* [Data listing]
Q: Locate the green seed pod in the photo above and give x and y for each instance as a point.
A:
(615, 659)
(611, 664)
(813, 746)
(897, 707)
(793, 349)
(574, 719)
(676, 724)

--

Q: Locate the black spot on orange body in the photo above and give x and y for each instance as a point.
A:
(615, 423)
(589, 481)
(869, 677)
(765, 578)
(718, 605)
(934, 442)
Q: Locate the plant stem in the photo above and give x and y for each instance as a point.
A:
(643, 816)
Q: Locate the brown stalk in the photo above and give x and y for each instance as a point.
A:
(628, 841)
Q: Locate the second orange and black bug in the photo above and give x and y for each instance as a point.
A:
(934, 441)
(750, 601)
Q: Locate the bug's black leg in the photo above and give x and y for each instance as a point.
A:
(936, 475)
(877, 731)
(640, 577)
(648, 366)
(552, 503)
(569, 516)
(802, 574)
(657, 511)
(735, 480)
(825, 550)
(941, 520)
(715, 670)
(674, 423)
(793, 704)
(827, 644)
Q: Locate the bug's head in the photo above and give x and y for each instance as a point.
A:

* [What is asked]
List every line in the data above that contains the word "each".

* [Reply to the exercise]
Q: Locate the green seed pod in the photo above and give x and y for each instance as a point.
Q: Locate the black spot on orange body in the photo above and give x and y for each instance as a point.
Q: Locate the plant stem in the photo above and give x and y for each instance as a point.
Q: Locate the brown stalk in the photo above and give x and y for each instance as a point.
Q: Locate the second orange and black bug in the photo above and give x and y for each instance as a point.
Q: Locate the bug's black leg in the photo above and give x and y for each instance as a point.
Q: Locate the bug's head in the photo above and give x and y for each instance as a point.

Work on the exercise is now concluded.